Angklung: Warisan Budaya Dunia Tak Benda (2010)
Angklung adalah alat musik yang terdiri dari dua hingga empat tabung bambu yang digantung di dalam rangka bambu dan dijalin dengan tali rotan.
Tabung bambu tersebut dipotong sedemikian rupa untuk menghasilkan satu nada dan dimainkan dengan cara digoyangkan.
Dalam pembuatan Angklung, masyarakat memiliki kearifan lokal. Bambu hitam khusus untuk membuat Angklung dipanen selama dua minggu dalam setahun sekali pada saat musim jangkrik bernyanyi.
Bambu dipotong setidaknya tiga ruas di atas tanah, untuk memastikan agar akarnya tetap hidup.
Ukuran Angklung yang berbeda-beda mengeluarkan bunyi nada yang berbeda mulai dari dua nada, tiga nada, empat nada dan lima nada (pentatonik).
Setiap Angklung memiliki satu note nada. Untuk memainkan sebuah lagu/ melodi, beberapa pemain harus melakukan kolaborasi bersama.

» **Petunjuk Latihan**: Salin lagi teks tentang Angklung, mulai dari bagian yang memuat "Angklung adalah alat" dan berhenti setelah "akarnya tetap hidup.". Ganti "rotan" dengan "ijuk". Kerjakan hanya berdasarkan teks di atas.

» **Data Tersedia**:
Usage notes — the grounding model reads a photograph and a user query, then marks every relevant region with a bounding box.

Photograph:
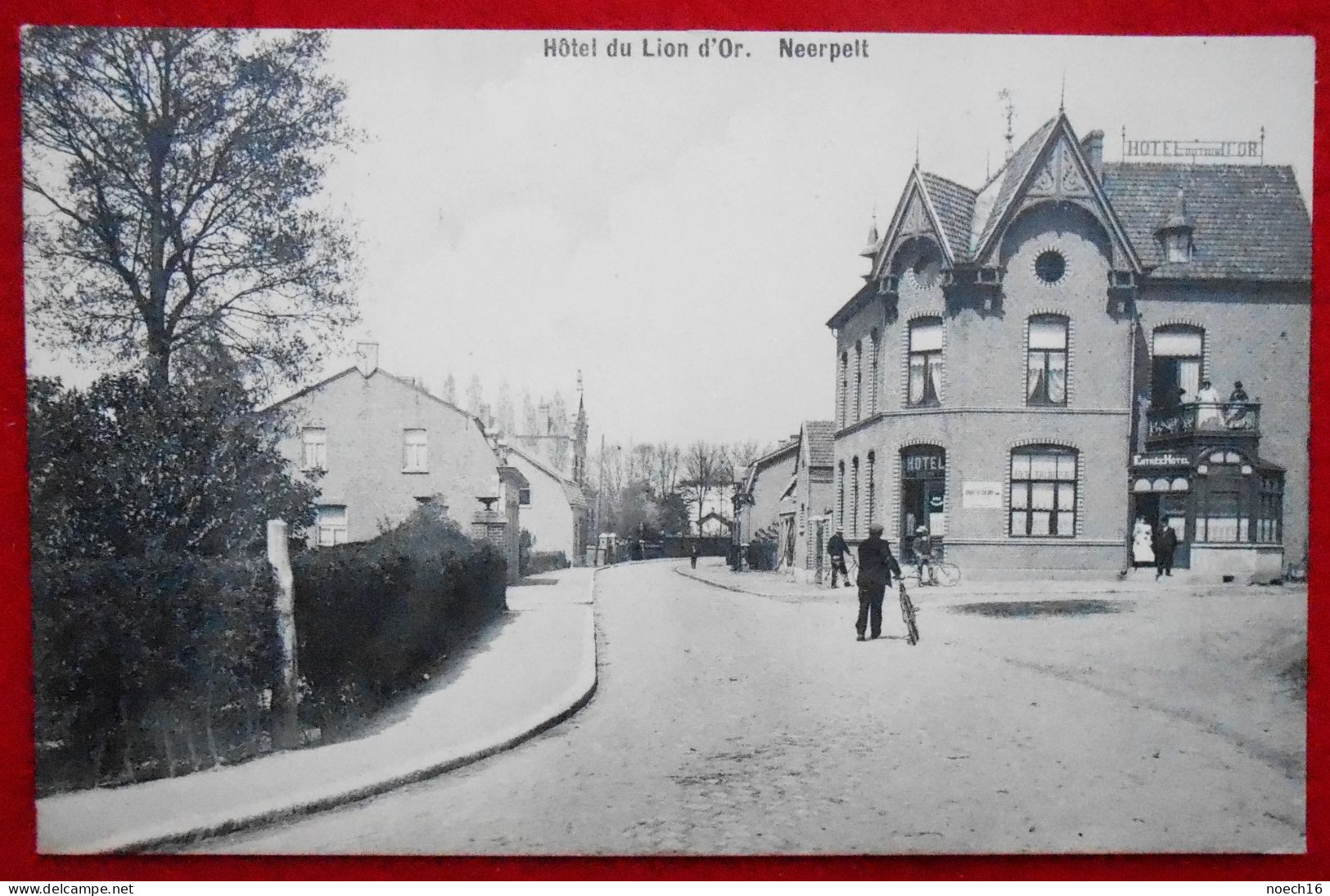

» **Jawaban**:
Angklung adalah alat musik yang terdiri dari dua hingga empat tabung bambu yang digantung di dalam rangka bambu dan dijalin dengan tali ijuk.
Tabung bambu tersebut dipotong sedemikian rupa untuk menghasilkan satu nada dan dimainkan dengan cara digoyangkan.
Dalam pembuatan Angklung, masyarakat memiliki kearifan lokal. Bambu hitam khusus untuk membuat Angklung dipanen selama dua minggu dalam setahun sekali pada saat musim jangkrik bernyanyi.
Bambu dipotong setidaknya tiga ruas di atas tanah, untuk memastikan agar akarnya tetap hidup.